> **TASK STATEMENT**
Identify every line in the records below that contains the word "building", and reproduce each such line in full.
##############################
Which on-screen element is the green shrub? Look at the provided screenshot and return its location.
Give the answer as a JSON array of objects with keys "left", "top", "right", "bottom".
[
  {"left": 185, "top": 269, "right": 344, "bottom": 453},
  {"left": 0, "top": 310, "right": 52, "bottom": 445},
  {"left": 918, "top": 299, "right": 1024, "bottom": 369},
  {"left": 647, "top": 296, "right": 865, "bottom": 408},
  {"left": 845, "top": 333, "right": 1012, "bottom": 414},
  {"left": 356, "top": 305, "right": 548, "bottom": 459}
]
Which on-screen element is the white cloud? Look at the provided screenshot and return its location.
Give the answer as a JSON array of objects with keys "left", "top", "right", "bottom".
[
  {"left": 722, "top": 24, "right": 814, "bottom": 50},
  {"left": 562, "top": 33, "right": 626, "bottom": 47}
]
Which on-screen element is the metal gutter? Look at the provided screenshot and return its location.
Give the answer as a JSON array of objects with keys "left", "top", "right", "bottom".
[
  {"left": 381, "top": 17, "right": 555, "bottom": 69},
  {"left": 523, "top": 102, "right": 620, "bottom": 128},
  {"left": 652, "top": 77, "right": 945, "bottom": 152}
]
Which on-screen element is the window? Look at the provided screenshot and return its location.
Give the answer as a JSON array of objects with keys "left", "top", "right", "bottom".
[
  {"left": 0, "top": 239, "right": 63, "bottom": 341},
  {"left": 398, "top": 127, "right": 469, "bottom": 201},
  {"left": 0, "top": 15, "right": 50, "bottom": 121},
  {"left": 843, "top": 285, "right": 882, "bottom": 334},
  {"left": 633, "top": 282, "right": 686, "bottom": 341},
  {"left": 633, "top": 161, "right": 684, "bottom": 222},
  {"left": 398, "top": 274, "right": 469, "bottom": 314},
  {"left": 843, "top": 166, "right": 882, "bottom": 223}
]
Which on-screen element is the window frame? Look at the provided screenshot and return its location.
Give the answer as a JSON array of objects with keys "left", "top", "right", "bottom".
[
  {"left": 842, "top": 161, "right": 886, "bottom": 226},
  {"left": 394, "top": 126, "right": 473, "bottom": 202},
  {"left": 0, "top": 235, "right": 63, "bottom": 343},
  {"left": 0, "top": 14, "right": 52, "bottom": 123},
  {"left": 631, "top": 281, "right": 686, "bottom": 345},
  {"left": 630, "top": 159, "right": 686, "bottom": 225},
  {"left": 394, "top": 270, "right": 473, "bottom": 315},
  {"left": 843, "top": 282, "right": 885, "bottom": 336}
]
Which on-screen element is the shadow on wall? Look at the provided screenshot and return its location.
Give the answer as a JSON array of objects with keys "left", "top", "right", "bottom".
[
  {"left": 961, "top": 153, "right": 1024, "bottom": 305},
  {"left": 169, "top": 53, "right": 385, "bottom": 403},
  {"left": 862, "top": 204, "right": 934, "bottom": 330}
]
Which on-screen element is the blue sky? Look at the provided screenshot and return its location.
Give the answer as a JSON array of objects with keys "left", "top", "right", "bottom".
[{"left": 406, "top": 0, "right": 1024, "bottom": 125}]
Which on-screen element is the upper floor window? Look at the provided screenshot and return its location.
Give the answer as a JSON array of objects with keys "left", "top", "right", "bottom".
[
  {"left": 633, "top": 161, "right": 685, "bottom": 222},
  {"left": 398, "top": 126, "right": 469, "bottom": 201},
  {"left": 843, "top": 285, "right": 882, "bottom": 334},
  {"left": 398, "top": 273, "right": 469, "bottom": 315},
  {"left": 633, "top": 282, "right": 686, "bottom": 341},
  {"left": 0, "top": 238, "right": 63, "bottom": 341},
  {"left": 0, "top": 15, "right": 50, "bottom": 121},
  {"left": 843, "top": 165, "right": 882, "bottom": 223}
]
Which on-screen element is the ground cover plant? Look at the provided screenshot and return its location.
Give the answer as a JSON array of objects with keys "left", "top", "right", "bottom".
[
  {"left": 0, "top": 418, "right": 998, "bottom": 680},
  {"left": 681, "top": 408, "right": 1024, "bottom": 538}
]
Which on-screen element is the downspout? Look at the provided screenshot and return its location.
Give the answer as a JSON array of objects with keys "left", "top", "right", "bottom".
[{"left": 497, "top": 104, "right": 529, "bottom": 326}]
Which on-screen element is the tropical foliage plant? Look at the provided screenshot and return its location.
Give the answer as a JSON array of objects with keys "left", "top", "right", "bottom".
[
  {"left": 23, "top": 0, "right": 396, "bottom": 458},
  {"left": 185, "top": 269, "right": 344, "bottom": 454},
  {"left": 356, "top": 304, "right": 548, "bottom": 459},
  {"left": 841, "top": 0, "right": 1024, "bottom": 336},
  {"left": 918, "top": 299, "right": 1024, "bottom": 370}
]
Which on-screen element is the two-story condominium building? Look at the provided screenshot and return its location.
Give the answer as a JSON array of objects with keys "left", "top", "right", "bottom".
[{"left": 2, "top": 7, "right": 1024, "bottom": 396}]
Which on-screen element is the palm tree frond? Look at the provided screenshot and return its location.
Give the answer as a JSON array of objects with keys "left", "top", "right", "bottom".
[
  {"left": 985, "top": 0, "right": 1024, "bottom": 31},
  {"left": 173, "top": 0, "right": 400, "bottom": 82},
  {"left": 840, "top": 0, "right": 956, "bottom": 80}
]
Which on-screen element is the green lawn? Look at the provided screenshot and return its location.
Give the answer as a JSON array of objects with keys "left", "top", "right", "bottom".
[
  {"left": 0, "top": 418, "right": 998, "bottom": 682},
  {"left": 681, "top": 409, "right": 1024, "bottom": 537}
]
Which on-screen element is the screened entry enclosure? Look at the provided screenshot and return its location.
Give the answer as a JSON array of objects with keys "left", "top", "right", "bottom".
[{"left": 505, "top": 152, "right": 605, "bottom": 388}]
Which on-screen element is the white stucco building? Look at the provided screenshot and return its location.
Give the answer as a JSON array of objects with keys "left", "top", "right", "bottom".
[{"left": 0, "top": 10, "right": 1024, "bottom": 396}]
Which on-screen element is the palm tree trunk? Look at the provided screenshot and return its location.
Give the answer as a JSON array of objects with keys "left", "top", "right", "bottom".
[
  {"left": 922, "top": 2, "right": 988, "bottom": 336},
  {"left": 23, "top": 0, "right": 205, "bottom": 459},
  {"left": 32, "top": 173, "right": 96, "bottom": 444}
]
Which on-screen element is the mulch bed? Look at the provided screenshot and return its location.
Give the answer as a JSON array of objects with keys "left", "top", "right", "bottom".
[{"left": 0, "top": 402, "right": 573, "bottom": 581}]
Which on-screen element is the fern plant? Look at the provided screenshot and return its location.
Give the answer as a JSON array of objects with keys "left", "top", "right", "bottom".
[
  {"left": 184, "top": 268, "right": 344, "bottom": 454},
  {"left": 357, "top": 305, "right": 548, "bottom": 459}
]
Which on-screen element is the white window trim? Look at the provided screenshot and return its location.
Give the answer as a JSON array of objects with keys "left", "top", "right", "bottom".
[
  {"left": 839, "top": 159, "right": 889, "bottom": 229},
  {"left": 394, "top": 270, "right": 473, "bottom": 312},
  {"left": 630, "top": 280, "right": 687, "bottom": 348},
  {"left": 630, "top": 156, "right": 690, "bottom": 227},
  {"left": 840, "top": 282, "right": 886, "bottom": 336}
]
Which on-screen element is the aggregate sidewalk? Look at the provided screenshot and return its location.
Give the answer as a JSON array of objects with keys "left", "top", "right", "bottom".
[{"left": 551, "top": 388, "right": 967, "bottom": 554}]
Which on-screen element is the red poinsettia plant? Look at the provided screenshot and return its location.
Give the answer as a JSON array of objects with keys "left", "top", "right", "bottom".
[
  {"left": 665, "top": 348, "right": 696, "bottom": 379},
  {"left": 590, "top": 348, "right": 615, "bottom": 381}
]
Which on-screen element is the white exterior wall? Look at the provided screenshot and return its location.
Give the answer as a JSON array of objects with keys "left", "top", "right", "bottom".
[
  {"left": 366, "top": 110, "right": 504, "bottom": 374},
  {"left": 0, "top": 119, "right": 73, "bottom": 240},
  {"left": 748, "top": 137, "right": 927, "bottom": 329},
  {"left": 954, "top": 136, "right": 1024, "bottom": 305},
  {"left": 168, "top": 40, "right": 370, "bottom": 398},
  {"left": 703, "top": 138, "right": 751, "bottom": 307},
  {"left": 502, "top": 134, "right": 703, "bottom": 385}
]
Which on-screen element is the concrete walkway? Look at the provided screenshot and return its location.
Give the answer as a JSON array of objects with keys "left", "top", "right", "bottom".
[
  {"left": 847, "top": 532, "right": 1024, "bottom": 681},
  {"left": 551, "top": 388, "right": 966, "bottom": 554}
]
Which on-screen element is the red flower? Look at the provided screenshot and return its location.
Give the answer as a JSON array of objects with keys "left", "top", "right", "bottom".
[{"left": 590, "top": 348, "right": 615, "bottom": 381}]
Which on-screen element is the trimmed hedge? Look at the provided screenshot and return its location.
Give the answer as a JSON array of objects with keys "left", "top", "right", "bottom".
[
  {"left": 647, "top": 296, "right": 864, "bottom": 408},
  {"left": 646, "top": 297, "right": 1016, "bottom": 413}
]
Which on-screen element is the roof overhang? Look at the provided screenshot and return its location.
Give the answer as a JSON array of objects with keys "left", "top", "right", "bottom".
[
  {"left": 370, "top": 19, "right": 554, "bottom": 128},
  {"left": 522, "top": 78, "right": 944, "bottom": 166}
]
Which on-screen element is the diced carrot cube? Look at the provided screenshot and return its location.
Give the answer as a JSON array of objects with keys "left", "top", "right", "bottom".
##############################
> **SOLUTION**
Which on-screen element is the two-story condominium building? Look at the provided screenshot and return its location.
Which on-screen element is the white stucco building? Look at the provided screenshot and return its location.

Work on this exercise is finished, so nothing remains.